Arrange every line of the records below as a numbered list, one line per item, and omit any blank lines. Leave the picture out of your answer.

MATERIAL FOR THE TASK:
================================
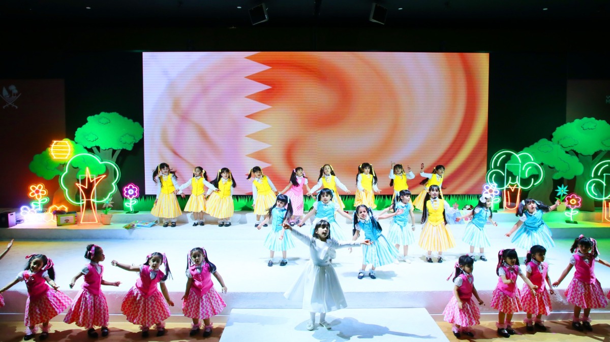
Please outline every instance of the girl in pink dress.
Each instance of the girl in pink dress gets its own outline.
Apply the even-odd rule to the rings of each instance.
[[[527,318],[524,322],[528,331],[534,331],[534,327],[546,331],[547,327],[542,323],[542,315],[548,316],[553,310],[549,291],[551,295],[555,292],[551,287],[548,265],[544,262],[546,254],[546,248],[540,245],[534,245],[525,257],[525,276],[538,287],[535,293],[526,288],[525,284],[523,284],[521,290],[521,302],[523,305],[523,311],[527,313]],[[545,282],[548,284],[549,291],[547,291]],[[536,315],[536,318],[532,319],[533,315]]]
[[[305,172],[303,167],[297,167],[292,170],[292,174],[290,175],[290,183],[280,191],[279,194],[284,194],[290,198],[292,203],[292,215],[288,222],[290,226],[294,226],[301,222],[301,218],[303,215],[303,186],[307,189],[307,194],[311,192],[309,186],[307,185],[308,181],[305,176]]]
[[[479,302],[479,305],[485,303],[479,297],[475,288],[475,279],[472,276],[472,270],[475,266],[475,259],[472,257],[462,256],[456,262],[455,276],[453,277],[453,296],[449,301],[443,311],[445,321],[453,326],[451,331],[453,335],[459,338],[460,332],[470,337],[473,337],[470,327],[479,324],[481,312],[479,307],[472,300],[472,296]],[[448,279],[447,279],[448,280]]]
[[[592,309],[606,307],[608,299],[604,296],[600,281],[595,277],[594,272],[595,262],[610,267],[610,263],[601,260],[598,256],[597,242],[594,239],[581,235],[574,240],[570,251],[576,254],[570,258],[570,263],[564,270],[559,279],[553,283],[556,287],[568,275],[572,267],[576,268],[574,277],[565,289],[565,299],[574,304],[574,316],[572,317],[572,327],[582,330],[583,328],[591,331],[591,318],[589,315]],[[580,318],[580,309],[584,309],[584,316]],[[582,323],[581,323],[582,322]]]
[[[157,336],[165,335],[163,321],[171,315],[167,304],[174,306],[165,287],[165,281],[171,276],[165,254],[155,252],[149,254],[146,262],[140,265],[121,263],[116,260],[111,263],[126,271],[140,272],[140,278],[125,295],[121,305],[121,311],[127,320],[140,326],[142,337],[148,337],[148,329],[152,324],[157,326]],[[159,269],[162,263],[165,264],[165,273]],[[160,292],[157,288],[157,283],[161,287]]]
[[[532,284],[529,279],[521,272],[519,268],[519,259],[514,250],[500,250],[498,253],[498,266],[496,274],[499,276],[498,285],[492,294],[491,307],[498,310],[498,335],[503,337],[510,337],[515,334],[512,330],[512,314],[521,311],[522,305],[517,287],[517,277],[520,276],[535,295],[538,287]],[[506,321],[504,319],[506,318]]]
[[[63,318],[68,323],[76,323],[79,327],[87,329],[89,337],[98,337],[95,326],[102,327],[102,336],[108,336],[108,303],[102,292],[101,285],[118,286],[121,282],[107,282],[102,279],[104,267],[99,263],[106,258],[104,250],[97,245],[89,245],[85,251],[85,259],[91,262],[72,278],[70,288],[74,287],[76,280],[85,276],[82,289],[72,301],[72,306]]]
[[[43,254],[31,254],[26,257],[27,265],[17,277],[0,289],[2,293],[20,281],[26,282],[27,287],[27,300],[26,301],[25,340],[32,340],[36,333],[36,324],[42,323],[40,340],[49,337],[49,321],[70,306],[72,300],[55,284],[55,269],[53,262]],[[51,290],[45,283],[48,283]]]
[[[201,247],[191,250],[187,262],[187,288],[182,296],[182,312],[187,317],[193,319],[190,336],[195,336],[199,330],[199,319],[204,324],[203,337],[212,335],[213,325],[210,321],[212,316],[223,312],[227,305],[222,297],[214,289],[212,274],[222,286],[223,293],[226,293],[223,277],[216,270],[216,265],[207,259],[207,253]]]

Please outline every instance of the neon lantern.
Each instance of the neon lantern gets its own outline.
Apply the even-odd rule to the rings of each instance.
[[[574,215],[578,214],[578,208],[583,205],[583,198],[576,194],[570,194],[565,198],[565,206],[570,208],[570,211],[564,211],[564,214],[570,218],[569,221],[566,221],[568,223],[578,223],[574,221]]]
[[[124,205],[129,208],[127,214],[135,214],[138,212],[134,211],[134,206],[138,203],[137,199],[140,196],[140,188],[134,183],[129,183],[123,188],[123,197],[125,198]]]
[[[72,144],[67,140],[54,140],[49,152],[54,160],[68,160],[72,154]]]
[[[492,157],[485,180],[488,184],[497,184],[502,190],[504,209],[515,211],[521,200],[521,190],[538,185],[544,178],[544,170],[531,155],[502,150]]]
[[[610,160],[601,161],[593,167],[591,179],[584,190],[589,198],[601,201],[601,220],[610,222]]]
================================
EXERCISE RESULT:
1. Please outline every instance of the girl in pink dress.
2. Each instance of the girl in pink dress gets its own outline.
3. Apply the even-odd rule to the rings of each instance.
4. [[[527,318],[524,322],[528,331],[534,331],[534,327],[546,331],[547,327],[542,323],[542,315],[548,316],[553,310],[549,291],[551,295],[555,292],[551,287],[548,265],[544,262],[546,254],[546,248],[540,245],[534,245],[525,257],[525,276],[538,287],[535,293],[526,288],[525,284],[523,284],[521,290],[521,302],[523,305],[523,311],[527,313]],[[545,282],[548,284],[549,291],[547,291]],[[536,315],[536,318],[532,319],[533,315]]]
5. [[[305,172],[303,167],[297,167],[292,170],[292,174],[290,175],[290,183],[280,191],[279,194],[284,194],[290,198],[292,203],[292,215],[288,222],[290,226],[294,226],[301,222],[301,218],[303,215],[303,186],[307,189],[307,194],[311,192],[309,186],[307,185],[308,181],[305,176]]]
6. [[[479,302],[479,305],[485,303],[479,297],[475,288],[475,279],[472,276],[472,270],[475,266],[475,259],[472,257],[462,256],[456,262],[455,276],[453,277],[453,296],[449,301],[443,311],[445,321],[453,326],[451,331],[453,335],[459,338],[460,332],[470,337],[473,337],[470,327],[479,324],[481,312],[479,307],[472,300],[472,296]],[[448,279],[447,279],[448,280]]]
7. [[[592,309],[606,307],[608,299],[604,296],[600,281],[595,277],[594,272],[595,262],[610,267],[610,263],[601,260],[598,256],[597,242],[594,239],[581,235],[574,240],[570,251],[576,254],[570,258],[570,263],[564,270],[559,279],[553,283],[556,287],[568,275],[572,267],[576,268],[574,277],[565,289],[565,299],[574,304],[574,316],[572,317],[572,327],[582,330],[583,328],[591,331],[591,318],[589,315]],[[580,318],[580,309],[584,309],[584,316]],[[582,323],[581,323],[582,322]]]
8. [[[157,336],[165,335],[163,321],[171,315],[167,304],[174,306],[165,287],[165,281],[171,276],[165,254],[155,252],[149,254],[146,262],[140,265],[121,263],[116,260],[111,263],[126,271],[140,272],[140,278],[125,295],[121,305],[121,311],[127,320],[140,326],[142,337],[148,337],[148,329],[152,324],[157,326]],[[159,269],[162,263],[165,264],[165,273]],[[160,292],[157,288],[157,283],[161,287]]]
9. [[[532,284],[529,279],[521,272],[519,268],[519,259],[514,250],[500,250],[498,253],[498,266],[496,274],[499,276],[498,285],[492,294],[491,307],[498,310],[498,335],[503,337],[510,337],[515,334],[512,330],[512,314],[521,311],[522,305],[517,287],[517,277],[520,276],[535,295],[538,287]],[[506,321],[504,319],[506,318]]]
10. [[[63,318],[68,323],[76,323],[79,327],[87,329],[89,337],[98,337],[95,326],[102,327],[102,336],[108,336],[108,303],[102,292],[101,285],[118,286],[121,282],[107,282],[102,279],[104,267],[99,263],[106,258],[104,250],[97,245],[89,245],[85,251],[85,259],[91,262],[72,278],[70,288],[74,287],[76,280],[85,276],[82,289],[72,301],[72,306]]]
11. [[[43,254],[31,254],[26,257],[27,265],[17,277],[0,289],[2,293],[20,281],[26,282],[27,287],[27,300],[26,301],[25,340],[32,340],[36,333],[36,324],[42,323],[40,340],[49,337],[49,321],[70,306],[72,300],[55,284],[55,269],[53,262]],[[51,290],[45,283],[48,283]]]
12. [[[201,247],[191,250],[187,262],[187,288],[182,296],[182,312],[187,317],[193,319],[190,336],[195,336],[199,330],[199,319],[204,324],[203,337],[212,335],[213,325],[210,321],[212,316],[223,312],[227,305],[222,297],[214,289],[212,274],[222,286],[223,293],[226,293],[223,277],[216,270],[216,265],[207,259],[207,253]]]
13. Please outline every instance of the neon lantern.
14. Each instance of the neon lantern gets its own outline.
15. Apply the even-odd rule to the rings of each instance.
16. [[[574,215],[578,214],[578,208],[583,205],[583,198],[576,194],[570,194],[565,198],[565,206],[570,208],[570,211],[564,211],[564,214],[570,218],[569,221],[566,221],[568,223],[578,223],[574,221]]]
17. [[[124,205],[129,208],[127,214],[135,214],[138,212],[134,211],[134,206],[138,203],[137,199],[140,196],[140,188],[134,183],[129,183],[123,188],[123,197],[125,198]]]
18. [[[72,144],[67,140],[54,140],[49,152],[54,160],[68,160],[72,154]]]
19. [[[492,157],[485,180],[488,184],[497,184],[502,190],[504,209],[515,211],[521,200],[521,190],[538,185],[544,178],[544,170],[531,155],[502,150]]]
20. [[[610,160],[601,161],[593,167],[591,179],[584,190],[589,198],[601,201],[601,220],[610,222]]]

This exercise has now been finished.